DOCUMENT EXTRACT:
-- start --

Borrowing cost is the cost that is directly attributable to the acquisition, construction, or production of a qualifying asset is added to the cost of asset.
Asset that require substantial period of time to get ready for its intended use.
Time period should be at least in months. E.g Building Construction, Plant & Machinery, Internally Generated Intangible, Inventories.
Borrowings include Loan, Bank Overdraft/Running Finance, Redeemable Preference Shares, Term Finance Certificate/Loan notes.
Borrowing Costs Markup, Preference dividend, Processing Cost/Commitment fees, Discounts/Premium on redemption, Documentation charges.
Recognizing Borrowing Costs Borrowing costs directly related to acquisition, contribution, construction & manufacturing of qualifying asset is capitalized and Other than that cost is recognized in Profit & loss.
Formula to calculate Capitalization =
Amount to be Capitalized Capitalization Period
Capitalization period starts when all of the following conditions are met
- Entity incurs Expenditure on Assets. I.e. Payments
- Entity incurs borrowing cost. I.e. Loan Obtained
- Entity undertakes necessary Activities (Activities include Technical and administrative work prior to physical construction
Capitalization period is stopped only if suspension of work is abnormal. If suspension of work is a part to complete the asset then capitalization period continues.
An entity shall not suspend capitalization when temporary delay is necessary or an entity carries out substantial technical and administrative work.
Two types of borrowing
- Specific Borrowing
- General Borrowing
In specific borrowing loan is obtained specifically for that asset, so interest rate is applied on that specific loan with the boundary of capitalization and if a part of loan is invested somewhere and income is received from there then that temporary investment income received is reduced from the interest cost of capitalization.

-- end --

Point labeling dataset excerpts:

-- start --

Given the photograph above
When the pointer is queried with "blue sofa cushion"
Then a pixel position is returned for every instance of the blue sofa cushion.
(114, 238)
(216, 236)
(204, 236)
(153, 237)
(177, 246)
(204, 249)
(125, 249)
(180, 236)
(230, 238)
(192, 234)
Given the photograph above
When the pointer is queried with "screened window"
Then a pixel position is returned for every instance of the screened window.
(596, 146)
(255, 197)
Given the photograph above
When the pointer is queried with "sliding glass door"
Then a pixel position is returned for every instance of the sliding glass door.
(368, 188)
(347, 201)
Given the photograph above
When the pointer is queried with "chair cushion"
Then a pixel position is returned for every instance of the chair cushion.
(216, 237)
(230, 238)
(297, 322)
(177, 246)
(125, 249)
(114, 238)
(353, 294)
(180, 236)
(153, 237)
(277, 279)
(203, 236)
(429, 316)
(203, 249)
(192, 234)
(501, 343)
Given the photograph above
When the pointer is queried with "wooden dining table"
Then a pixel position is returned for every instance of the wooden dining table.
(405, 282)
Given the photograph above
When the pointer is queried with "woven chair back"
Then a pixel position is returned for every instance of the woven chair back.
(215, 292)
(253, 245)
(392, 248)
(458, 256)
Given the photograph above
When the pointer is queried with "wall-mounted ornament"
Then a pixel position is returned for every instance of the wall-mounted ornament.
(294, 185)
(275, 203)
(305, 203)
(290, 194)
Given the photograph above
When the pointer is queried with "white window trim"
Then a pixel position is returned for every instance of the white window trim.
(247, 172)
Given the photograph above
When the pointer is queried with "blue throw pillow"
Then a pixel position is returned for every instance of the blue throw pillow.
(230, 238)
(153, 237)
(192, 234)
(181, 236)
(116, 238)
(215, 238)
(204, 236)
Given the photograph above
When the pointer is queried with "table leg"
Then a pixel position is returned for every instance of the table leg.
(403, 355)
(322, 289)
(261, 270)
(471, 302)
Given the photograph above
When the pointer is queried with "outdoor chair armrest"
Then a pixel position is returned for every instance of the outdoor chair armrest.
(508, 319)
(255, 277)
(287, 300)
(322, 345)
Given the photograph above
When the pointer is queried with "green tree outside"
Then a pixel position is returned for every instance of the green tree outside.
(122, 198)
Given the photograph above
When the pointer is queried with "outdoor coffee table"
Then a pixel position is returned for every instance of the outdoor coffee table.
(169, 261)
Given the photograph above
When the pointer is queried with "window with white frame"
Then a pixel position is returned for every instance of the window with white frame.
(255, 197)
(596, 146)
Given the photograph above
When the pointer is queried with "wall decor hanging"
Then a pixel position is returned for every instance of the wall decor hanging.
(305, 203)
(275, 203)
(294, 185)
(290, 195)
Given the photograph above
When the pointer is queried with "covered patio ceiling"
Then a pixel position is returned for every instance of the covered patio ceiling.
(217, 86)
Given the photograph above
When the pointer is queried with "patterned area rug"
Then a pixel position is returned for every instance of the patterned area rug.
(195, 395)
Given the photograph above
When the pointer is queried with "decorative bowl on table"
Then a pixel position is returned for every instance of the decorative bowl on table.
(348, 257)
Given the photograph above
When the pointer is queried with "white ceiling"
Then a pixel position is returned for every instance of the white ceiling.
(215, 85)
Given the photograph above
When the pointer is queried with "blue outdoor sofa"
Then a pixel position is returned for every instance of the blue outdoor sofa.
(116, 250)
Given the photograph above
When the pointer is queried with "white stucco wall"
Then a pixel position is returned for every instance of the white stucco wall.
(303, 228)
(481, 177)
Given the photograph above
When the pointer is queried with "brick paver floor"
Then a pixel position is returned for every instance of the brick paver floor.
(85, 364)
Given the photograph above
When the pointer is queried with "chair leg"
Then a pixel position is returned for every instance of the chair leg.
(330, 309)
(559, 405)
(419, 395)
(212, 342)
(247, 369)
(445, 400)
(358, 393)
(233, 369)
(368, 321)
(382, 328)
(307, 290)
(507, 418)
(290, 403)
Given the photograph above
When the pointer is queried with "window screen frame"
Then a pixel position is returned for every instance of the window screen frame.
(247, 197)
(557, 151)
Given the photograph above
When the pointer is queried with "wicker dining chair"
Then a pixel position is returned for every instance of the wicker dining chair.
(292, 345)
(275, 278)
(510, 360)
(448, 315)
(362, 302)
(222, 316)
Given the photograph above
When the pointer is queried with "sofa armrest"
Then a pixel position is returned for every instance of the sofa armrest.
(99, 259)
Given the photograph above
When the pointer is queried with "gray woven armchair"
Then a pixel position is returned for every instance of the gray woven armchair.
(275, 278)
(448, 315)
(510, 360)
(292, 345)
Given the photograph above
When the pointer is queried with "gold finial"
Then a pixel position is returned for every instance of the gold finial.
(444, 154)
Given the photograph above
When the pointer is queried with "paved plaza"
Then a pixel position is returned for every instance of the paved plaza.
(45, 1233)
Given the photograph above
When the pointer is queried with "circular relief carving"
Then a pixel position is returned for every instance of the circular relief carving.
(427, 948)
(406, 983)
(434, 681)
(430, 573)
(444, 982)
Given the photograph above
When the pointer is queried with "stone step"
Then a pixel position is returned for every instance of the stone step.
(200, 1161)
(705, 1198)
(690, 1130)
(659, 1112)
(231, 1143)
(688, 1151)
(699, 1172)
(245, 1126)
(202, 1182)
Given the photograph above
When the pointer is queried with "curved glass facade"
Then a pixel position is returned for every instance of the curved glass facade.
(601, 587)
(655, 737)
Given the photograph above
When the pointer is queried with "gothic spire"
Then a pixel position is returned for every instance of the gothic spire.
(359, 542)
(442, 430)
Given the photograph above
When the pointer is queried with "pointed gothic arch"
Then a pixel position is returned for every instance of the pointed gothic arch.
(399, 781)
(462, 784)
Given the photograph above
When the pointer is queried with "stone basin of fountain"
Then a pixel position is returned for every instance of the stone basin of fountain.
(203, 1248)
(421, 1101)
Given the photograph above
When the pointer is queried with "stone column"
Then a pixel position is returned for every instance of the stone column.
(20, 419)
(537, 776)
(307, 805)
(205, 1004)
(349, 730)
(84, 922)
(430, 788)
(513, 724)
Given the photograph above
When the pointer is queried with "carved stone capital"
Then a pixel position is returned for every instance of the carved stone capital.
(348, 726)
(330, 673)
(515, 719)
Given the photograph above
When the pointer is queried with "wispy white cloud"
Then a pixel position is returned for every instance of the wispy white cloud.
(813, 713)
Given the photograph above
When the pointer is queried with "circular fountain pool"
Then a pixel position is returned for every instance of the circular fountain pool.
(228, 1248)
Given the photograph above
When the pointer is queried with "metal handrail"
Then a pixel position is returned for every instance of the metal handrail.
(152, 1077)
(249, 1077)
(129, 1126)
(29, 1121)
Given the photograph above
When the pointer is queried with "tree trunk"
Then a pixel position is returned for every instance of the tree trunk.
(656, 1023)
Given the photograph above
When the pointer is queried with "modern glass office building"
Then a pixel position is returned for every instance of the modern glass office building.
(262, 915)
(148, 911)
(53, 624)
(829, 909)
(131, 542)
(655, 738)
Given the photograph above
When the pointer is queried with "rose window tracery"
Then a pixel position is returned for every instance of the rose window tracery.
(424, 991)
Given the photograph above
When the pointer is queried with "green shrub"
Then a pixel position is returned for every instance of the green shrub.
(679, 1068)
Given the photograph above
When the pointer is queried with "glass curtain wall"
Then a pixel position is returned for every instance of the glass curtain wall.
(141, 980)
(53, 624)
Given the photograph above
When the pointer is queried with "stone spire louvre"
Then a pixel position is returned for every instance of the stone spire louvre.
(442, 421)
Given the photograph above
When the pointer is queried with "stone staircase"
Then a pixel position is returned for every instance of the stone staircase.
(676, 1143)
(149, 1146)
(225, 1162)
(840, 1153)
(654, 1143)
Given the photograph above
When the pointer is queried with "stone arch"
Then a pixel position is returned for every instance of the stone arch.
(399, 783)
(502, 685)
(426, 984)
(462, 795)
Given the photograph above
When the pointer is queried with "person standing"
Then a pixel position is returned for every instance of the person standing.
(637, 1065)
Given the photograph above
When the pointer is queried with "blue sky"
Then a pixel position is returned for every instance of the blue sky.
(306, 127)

-- end --

WHAT IS EXPECTED:
Reproduce word for word the passage of the borrowing costs text, starting with "Borrowings include Loan, Bank" and going on through "Profit & loss.".

WORKED SOLUTION:
Borrowings include Loan, Bank Overdraft/Running Finance, Redeemable Preference Shares, Term Finance Certificate/Loan notes.
Borrowing Costs Markup, Preference dividend, Processing Cost/Commitment fees, Discounts/Premium on redemption, Documentation charges.
Recognizing Borrowing Costs Borrowing costs directly related to acquisition, contribution, construction & manufacturing of qualifying asset is capitalized and Other than that cost is recognized in Profit & loss.